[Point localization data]
-------------------------

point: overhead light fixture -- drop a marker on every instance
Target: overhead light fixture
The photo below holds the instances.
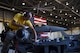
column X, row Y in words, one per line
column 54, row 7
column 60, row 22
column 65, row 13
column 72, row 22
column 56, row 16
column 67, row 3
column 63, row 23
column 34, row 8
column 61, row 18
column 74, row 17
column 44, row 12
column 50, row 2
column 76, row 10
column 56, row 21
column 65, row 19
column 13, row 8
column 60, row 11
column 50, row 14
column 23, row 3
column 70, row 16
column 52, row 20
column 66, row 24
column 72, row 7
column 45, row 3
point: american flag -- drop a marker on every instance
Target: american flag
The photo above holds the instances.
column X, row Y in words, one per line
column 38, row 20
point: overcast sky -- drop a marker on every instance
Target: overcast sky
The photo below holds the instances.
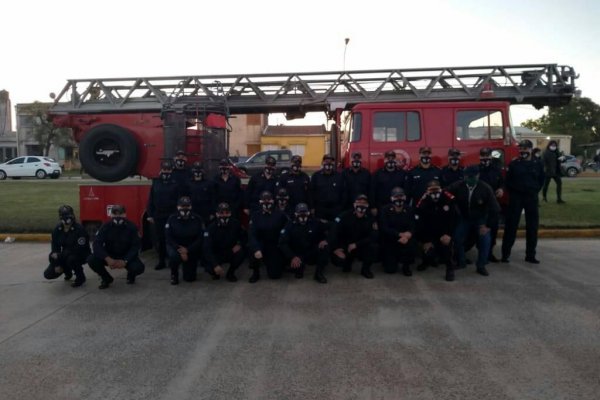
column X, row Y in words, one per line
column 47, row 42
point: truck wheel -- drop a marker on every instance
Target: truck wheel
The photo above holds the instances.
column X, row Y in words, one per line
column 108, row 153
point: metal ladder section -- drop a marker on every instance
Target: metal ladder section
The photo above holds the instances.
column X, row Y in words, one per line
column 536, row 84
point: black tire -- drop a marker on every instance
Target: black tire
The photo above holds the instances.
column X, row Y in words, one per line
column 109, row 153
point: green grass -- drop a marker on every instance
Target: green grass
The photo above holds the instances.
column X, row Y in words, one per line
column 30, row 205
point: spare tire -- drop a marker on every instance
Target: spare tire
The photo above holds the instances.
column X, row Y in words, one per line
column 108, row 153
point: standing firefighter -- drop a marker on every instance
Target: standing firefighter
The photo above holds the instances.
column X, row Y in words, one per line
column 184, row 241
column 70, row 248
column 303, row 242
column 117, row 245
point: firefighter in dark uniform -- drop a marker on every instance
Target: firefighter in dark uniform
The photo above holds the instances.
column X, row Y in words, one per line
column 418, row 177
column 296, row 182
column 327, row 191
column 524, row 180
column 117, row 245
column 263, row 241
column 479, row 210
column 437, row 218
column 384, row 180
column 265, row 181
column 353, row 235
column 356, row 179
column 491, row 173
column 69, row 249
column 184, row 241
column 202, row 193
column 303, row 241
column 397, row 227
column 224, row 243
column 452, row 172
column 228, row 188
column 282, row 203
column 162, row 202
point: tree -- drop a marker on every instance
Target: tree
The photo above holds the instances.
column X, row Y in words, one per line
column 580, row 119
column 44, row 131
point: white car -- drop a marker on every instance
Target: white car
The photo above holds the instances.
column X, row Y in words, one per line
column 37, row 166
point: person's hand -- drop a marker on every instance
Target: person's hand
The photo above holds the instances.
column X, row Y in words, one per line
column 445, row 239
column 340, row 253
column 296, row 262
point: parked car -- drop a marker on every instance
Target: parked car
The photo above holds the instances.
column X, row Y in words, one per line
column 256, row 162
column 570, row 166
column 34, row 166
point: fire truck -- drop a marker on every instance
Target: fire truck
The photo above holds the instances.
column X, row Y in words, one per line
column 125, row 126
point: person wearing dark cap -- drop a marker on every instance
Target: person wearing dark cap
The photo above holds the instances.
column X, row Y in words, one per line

-------------------------

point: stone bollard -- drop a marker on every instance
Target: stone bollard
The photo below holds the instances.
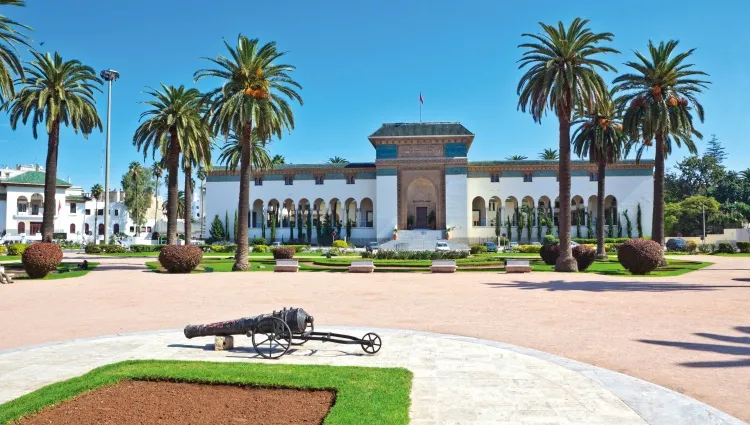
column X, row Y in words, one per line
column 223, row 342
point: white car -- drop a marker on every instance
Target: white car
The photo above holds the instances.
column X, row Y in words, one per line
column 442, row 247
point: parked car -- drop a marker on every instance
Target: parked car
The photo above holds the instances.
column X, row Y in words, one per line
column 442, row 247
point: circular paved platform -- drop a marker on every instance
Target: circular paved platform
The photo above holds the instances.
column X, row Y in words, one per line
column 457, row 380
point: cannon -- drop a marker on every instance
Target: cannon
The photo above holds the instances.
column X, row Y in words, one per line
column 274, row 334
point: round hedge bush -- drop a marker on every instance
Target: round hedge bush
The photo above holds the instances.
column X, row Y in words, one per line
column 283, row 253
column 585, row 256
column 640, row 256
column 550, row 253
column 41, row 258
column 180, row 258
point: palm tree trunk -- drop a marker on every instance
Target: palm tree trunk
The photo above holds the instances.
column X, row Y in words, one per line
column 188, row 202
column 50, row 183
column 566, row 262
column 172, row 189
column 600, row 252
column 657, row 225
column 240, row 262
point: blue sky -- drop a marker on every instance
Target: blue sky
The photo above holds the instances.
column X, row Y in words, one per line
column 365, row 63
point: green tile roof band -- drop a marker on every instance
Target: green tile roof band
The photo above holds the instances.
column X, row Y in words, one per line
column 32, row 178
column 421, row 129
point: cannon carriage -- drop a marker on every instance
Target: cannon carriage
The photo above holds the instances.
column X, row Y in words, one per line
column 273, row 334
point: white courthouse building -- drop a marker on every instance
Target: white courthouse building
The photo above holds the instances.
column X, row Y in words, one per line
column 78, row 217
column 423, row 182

-------------------------

What to produce
Above are the entries. Copy exactly the part that opens with the line containing "point: green grass" and closes with the line containing "Target: person wearing dark cap", and no more.

Written response
point: green grass -- drop a marker on every instance
Target: green grass
The photo above holds the instances.
column X, row Y in words, one per line
column 30, row 205
point: spare tire -- drop a marker on every instance
Target: spare tire
The photo above holds the instances.
column X, row Y in words, one per line
column 108, row 153
point: standing firefighter -- drop a marker on every instance
Target: standing firefighter
The photo above holds the instances.
column X, row Y in words, one per line
column 184, row 241
column 70, row 248
column 303, row 242
column 117, row 245
point: firefighter in dark uniform -- drop a marker on every instance
Target: firefighter in dark uniform
The photo above holds the instances.
column X, row Y in words, one per line
column 418, row 177
column 296, row 182
column 327, row 191
column 524, row 180
column 117, row 245
column 263, row 241
column 479, row 210
column 437, row 218
column 384, row 180
column 265, row 181
column 353, row 235
column 356, row 179
column 491, row 173
column 69, row 249
column 184, row 241
column 202, row 193
column 303, row 241
column 397, row 227
column 224, row 243
column 452, row 172
column 228, row 188
column 282, row 203
column 162, row 202
point: tree -- drop a marker on every instance
Target: tree
The photo above holds the instances.
column X, row Y in words, one per line
column 580, row 119
column 44, row 131
point: white car -- drop a marker on every instance
Target: white car
The photo above holds the instances.
column X, row Y in words, one per line
column 37, row 166
point: person's hand -- drop a marker on every instance
Target: person's hand
The photo above holds the instances.
column X, row Y in words, one per line
column 445, row 239
column 340, row 253
column 296, row 262
point: parked car -- drop a marker on every instance
Target: parked car
The photo above holds the instances.
column X, row Y in words, one per line
column 256, row 162
column 570, row 166
column 34, row 166
point: fire truck -- drop a marker on every instance
Target: fire truck
The photo above holds the instances.
column X, row Y in words, one per line
column 125, row 126
point: person wearing dark cap -- drop a marker on every instance
Target: person wearing dark cap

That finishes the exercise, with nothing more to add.